WHAT IS NEEDED: Only the lines from the one with "Target: cracked front bumper cover" through the end of the material, both ends included, should be retyped exactly.

GIVEN RECORDS:
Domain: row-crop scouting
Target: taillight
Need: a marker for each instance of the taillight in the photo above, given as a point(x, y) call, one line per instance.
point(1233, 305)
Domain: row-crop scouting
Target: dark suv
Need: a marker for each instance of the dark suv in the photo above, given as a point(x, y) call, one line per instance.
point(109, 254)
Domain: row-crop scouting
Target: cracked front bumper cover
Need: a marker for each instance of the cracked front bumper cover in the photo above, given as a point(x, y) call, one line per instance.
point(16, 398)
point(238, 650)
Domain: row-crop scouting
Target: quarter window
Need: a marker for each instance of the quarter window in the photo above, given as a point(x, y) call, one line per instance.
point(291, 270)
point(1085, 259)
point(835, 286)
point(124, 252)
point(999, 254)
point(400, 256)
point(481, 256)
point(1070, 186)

OUTPUT OF THE TASK:
Target: cracked front bumper cover
Need: a marker for each instance of the cracked front bumper cover in the photo above, given as a point(x, y) call, one line per instance.
point(16, 398)
point(238, 650)
Domain: row-crop scouting
Target: quarter window
Need: a marker for each instance of the quarter window in the photo above, given as a point(x, y) call, one line per instance.
point(291, 270)
point(1085, 259)
point(835, 286)
point(124, 252)
point(999, 254)
point(400, 256)
point(481, 256)
point(1070, 186)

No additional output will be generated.